## begin DATA SECTION
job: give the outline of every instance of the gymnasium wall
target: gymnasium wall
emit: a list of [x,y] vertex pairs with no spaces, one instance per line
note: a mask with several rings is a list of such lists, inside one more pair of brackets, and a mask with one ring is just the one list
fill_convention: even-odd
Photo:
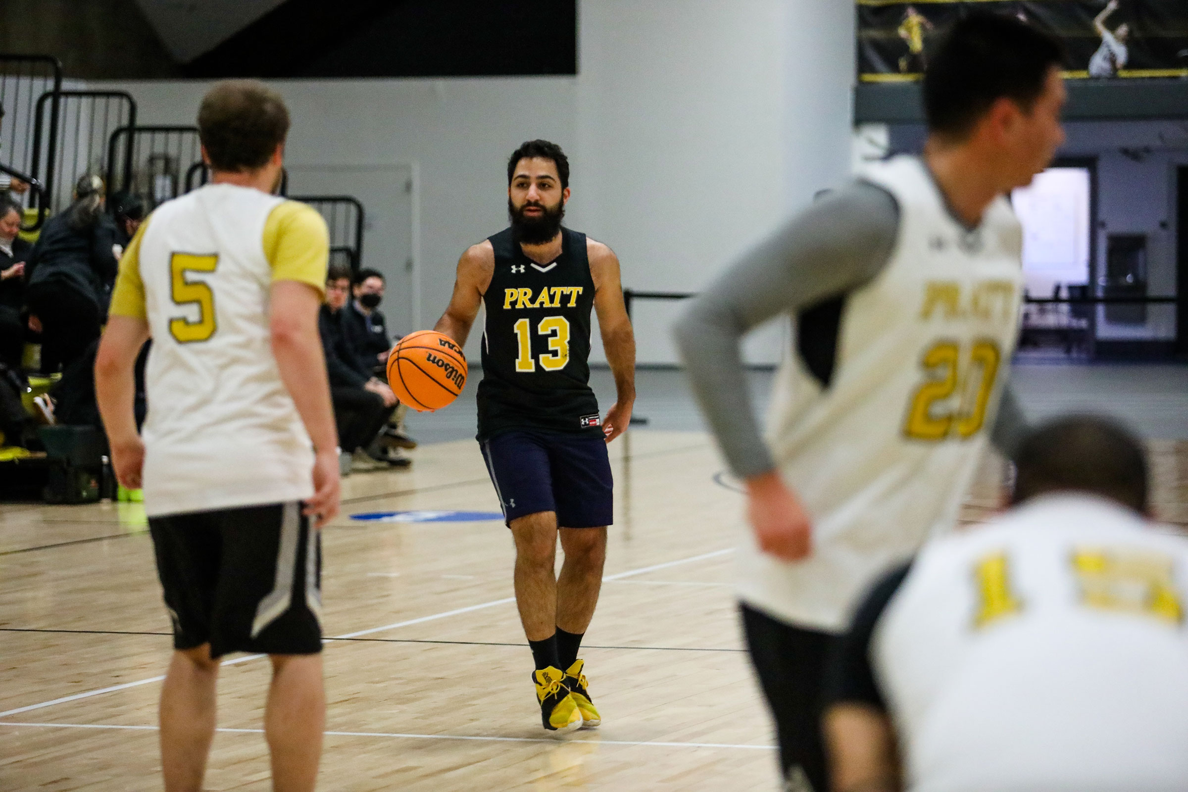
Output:
[[[1188,165],[1188,126],[1182,121],[1069,121],[1059,156],[1092,158],[1098,170],[1098,273],[1105,272],[1110,234],[1144,234],[1148,293],[1176,293],[1176,167]],[[892,125],[890,148],[917,152],[924,129]],[[1176,337],[1174,305],[1149,305],[1142,324],[1107,322],[1098,309],[1098,340],[1169,341]]]
[[[579,44],[577,77],[274,83],[293,115],[293,169],[416,164],[423,325],[444,308],[462,249],[506,224],[505,158],[524,139],[567,150],[567,222],[611,245],[624,284],[643,290],[703,287],[848,172],[847,4],[587,0]],[[129,90],[146,123],[192,122],[209,85],[93,84]],[[390,199],[409,197],[393,189]],[[365,248],[393,291],[410,291],[403,253]],[[398,294],[390,302],[402,306]],[[677,310],[637,303],[642,363],[676,362],[668,324]],[[407,316],[393,318],[412,329]],[[778,360],[781,335],[760,334],[750,360]]]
## end DATA SECTION
§ **THE TASK**: Can you repeat all of the rows above word for word, leaving out the pictures?

§ **ANSWER TO THIS PROBLEM**:
job: give the outline of every instance of the gymnasium wall
target: gymnasium wall
emit: a list of [x,y] vertex pairs with no spaces, one instance per line
note: a mask with several rings is a list of such lists, inside one more pair of brackets, and a mask with one ring is just the one list
fill_convention: even-odd
Photo:
Output:
[[[1188,165],[1188,126],[1182,121],[1069,121],[1059,156],[1092,158],[1098,170],[1098,273],[1105,272],[1110,234],[1144,234],[1148,293],[1176,293],[1176,167]],[[892,125],[890,148],[917,152],[924,129]],[[1176,337],[1174,305],[1149,305],[1142,324],[1107,322],[1098,309],[1098,340],[1169,341]]]
[[[579,44],[577,77],[274,83],[293,115],[293,169],[416,164],[423,325],[444,308],[462,249],[506,224],[505,158],[524,139],[567,150],[567,222],[611,245],[624,284],[643,290],[703,287],[848,172],[847,4],[587,0]],[[129,90],[146,123],[192,122],[209,85],[93,84]],[[390,199],[409,197],[393,189]],[[365,248],[393,291],[410,291],[403,253]],[[398,294],[390,302],[402,306]],[[677,310],[637,303],[642,363],[676,362],[668,324]],[[407,316],[393,318],[412,329]],[[778,360],[781,335],[760,334],[750,360]]]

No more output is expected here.